=== Fragmento proporcionado ===

Las familias de bien ya habían marchado con Dios por la libertad. Los empresarios ya habían boicoteado el gobierno de João Goulart cuando este gozaba del 86% de aprobación entre los más pobres. Los grandes medios ya habían convocado a la intervención. Los generosos uniformados ya habían asaltado los poderes legítimamente constituidos con el fin de salvar al país de la amenaza comunista. El régimen invitaba a los brasileros a amar el país tal cual era -reino de hambre y horror- o a dejarlo, y reprimía violentamente a los sectores populares que intentaban rearticularse.

El festival de arbitrariedades fundamentado por la Doctrina de Seguridad Nacional culminaría en el Acto Institucional n°5, de fines de 1968, que representó el fin de las libertades políticas y el recrudecimiento de la censura y represión.

El régimen buscaba legitimarse a través de fuerte propaganda ufanista basada en el discurso del “milagro económico”. Las altas tasas de crecimiento del PBI, con picos de 14%, se revelaron como un auténtico milagro, aunque poco cristiano: se multiplicaban panes y peces que nunca fueron repartidos.

Se multiplicaban las sucursales del infierno, los presos y desaparecidos al mismo ritmo de la deuda externa, que profundizaba un orden nacional desigual y dependiente.

Cuando la crisis del petróleo de 1973 precipitó la ruina de la retórica economicista, los militares juzgaron conveniente organizar la transición política de manera que pudiesen salir por la puerta del frente. Asi, pretendían extinguir las chances de que la apertura abriese espacio para transformaciones sociales. Es en el marco de esa “apertura lenta, gradual y segura” impuesta por Giesel que se inserta la Ley de Amnistía firmada por Figueiredo el 28 de agosto de 1979. El texto, bajo la figura de “crimes conexos” (crímenes conectados), garantizó la impunidad a los agentes de la dictadura.

=== Listado de datos ===

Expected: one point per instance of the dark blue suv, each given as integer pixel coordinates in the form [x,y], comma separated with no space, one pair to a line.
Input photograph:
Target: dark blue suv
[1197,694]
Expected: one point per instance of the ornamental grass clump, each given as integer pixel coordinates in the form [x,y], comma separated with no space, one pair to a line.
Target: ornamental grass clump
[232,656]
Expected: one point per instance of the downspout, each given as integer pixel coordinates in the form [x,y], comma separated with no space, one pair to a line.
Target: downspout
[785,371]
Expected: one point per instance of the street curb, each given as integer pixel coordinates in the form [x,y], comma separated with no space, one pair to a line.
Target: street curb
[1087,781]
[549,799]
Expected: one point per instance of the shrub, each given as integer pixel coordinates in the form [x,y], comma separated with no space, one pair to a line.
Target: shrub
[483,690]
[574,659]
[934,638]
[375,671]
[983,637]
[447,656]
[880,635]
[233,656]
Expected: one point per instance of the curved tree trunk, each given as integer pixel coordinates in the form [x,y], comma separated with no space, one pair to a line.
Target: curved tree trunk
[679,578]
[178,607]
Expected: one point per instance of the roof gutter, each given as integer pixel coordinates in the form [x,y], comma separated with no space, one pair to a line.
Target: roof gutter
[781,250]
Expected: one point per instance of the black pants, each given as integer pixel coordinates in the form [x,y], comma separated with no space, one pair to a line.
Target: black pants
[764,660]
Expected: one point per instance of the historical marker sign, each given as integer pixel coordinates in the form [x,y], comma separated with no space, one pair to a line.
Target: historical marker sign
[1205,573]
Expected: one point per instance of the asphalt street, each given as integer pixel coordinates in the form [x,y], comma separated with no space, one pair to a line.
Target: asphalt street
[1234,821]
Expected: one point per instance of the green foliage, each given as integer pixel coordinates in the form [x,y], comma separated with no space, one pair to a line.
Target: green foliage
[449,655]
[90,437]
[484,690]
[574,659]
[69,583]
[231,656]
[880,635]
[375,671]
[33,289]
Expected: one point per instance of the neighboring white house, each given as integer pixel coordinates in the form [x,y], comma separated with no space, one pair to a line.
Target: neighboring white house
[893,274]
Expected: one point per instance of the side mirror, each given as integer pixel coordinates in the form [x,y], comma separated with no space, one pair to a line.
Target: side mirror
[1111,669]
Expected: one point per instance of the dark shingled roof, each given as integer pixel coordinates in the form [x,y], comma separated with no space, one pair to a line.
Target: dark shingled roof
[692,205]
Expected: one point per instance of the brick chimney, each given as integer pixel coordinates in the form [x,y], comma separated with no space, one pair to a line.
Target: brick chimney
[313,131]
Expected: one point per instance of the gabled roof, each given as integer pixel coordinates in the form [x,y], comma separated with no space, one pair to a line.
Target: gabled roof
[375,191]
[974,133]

===

> [Trabajo solicitado]:
a) Según el fragmento sobre la dictadura brasileña, ¿en qué fecha firmó Figueiredo la Ley de Amnistía?
b) Escribe la continuación del fragmento sobre la dictadura brasileña a partir de su última oración.
El material no cumple ninguna función aquí.

> [Lista de respuestas]:
a) El 28 de agosto de 1979.

b)
Sería un equívoco, sin embargo, ignorar la lucha de las organizaciones sociales a favor de la amnistía para presos y exiliados políticos. Esta, que había sido demanda de los familiares desde el propio golpe de 1964, fue reconocida como victoria en su momento histórico. ¿Acaso no sería derecho incontestable el retorno del prisionero político a sus actividades? La formación del Movimiento Femenino por la Amnistía y del Comité Brasilero por la Amnistía fue acompañada de grandes movilizaciones sociales que no dejaron de provocar fisuras en el régimen militar, además de actuar como elemento unificador de las izquierdas en el proceso de redemocratización brasilera. Los abrazos llorosos de los aeropuertos en la vuelta de los exiliados eran símbolo de esperanza, el retorno de un Brasil prohibido, encuentros que articularían luchas antiguas y gestarían nuevos movimientos combativos en el campo popular.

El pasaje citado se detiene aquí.